● BRANO
-------------------------
Roma, 10 dic – Molti politici africani hanno capito che l’unico modo per eliminare la fame e la povertà è quello di investire nell’agricoltura per raggiungere l’autosufficienza alimentare. Negli ultimi anni in tal senso qualche passo in avanti c’è stato, ma ancora resta moltissimo da fare. Non tutte le classi dirigenti dei Paesi africani stanno affrontando questa sfida con impegno e serietà, anzi, ma tra i casi senz’altro lodevoli è degno di nota quello del governo dello Zimbabwe, che punta ad aumentare la produzione di latte.

Zimbabwe, il piano per aumentare la produzione di latte

Al momento la domanda annua di latte in Zimbabwe è di 120 milioni di litri all’anno, ma la produzione è di appena 80 milioni di litri. Di conseguenza i rimanenti 40 milioni per forza di cose devono essere importati e questo crea enormi problemi, considerata la carenza in loco di valuta pregiata. L’esecutivo di Harare ha per questo lanciato il Presidential Input Scheme, un piano che offre incentivi a 2000 piccoli agricoltori, per aiutarli ad aumentare la produzione di latte.
-------------------------
● Voci della raccolta
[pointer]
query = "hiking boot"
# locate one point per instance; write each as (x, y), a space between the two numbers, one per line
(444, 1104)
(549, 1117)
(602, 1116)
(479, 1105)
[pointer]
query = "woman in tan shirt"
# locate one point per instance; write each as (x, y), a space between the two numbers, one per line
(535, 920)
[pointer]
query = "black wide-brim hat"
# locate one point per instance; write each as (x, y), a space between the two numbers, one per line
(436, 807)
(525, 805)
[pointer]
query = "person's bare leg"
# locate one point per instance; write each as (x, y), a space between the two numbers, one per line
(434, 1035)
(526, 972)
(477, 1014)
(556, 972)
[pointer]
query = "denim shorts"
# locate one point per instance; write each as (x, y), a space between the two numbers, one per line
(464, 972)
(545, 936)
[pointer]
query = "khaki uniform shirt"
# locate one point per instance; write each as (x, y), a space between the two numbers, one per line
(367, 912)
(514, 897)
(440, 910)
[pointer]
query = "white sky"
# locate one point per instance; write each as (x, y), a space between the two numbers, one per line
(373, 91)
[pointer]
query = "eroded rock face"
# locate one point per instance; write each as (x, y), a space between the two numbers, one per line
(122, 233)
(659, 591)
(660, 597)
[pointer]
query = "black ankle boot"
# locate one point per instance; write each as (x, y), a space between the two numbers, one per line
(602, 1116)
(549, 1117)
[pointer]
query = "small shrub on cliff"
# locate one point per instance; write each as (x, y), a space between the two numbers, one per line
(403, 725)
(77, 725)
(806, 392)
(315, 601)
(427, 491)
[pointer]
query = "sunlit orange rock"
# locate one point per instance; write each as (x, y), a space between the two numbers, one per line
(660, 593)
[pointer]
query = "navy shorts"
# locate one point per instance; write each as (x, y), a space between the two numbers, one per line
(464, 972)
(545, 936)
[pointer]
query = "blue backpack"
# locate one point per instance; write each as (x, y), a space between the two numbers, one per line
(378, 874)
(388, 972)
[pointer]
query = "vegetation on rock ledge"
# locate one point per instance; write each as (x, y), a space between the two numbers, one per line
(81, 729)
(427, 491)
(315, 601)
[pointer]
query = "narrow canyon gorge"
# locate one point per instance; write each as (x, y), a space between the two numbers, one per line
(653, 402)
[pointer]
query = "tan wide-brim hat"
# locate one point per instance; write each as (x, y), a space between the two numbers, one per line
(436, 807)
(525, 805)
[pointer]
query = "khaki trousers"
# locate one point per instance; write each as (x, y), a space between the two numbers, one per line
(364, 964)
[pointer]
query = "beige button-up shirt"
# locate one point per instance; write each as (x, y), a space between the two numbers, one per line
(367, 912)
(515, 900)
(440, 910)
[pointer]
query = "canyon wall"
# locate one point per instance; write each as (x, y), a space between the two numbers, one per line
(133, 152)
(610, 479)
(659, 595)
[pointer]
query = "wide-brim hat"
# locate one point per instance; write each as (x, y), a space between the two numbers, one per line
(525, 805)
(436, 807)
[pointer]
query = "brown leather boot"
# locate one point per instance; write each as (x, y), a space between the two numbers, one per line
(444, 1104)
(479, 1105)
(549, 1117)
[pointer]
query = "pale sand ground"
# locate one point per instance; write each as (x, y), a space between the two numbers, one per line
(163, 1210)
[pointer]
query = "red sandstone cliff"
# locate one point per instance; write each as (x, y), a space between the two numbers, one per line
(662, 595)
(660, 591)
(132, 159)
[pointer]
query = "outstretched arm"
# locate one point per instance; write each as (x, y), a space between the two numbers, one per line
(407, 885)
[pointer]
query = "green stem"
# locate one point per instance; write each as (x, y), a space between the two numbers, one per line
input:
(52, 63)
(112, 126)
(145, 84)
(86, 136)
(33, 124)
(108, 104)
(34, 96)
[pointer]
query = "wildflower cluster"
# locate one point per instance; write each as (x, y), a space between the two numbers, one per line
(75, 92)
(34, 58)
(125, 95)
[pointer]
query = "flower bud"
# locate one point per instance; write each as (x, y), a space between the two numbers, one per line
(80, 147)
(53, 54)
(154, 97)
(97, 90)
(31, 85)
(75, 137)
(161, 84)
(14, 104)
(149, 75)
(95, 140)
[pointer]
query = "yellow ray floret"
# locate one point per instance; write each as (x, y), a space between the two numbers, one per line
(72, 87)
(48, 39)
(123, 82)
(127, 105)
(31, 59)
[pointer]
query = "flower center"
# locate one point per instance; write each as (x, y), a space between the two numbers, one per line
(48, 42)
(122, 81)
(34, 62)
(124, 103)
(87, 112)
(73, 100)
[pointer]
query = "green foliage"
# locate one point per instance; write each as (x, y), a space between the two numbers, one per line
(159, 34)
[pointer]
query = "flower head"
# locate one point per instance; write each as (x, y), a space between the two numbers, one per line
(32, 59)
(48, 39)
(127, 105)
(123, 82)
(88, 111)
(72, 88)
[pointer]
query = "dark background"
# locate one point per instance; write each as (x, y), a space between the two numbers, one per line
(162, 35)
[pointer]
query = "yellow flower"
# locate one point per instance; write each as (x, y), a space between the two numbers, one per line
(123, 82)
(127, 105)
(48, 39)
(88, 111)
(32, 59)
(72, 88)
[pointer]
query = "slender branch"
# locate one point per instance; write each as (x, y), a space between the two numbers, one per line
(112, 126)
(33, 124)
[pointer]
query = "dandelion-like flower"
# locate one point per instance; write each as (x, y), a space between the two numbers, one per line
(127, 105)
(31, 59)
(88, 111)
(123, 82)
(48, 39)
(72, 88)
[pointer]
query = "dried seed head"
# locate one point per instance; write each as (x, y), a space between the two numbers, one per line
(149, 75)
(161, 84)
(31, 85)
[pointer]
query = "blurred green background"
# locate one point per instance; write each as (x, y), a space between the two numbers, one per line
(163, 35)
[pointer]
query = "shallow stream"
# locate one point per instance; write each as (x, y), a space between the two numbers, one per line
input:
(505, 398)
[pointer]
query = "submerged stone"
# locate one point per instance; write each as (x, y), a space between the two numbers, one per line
-------------------------
● OBIETTIVO 1
Traduci in inglese la frase del brano sullo Zimbabwe "Negli ultimi anni in tal senso qualche passo in avanti c’è stato, ma ancora resta moltissimo da fare."
● OBIETTIVO 2
Riscrivi il tratto del brano sullo Zimbabwe che va da "Roma, 10 dic" fino a "punta ad aumentare la produzione di latte.", sostituendo "politici" con "leader".
● OBIETTIVO 3
Secondo il brano sullo Zimbabwe, a quanti piccoli agricoltori offre incentivi il Presidential Input Scheme?

● SOLUZIONE 1
In recent years some progress has been made in this direction, but a great deal still remains to be done.

● SOLUZIONE 2
Roma, 10 dic – Molti leader africani hanno capito che l’unico modo per eliminare la fame e la povertà è quello di investire nell’agricoltura per raggiungere l’autosufficienza alimentare. Negli ultimi anni in tal senso qualche passo in avanti c’è stato, ma ancora resta moltissimo da fare. Non tutte le classi dirigenti dei Paesi africani stanno affrontando questa sfida con impegno e serietà, anzi, ma tra i casi senz’altro lodevoli è degno di nota quello del governo dello Zimbabwe, che punta ad aumentare la produzione di latte.

● SOLUZIONE 3
A 2000 piccoli agricoltori.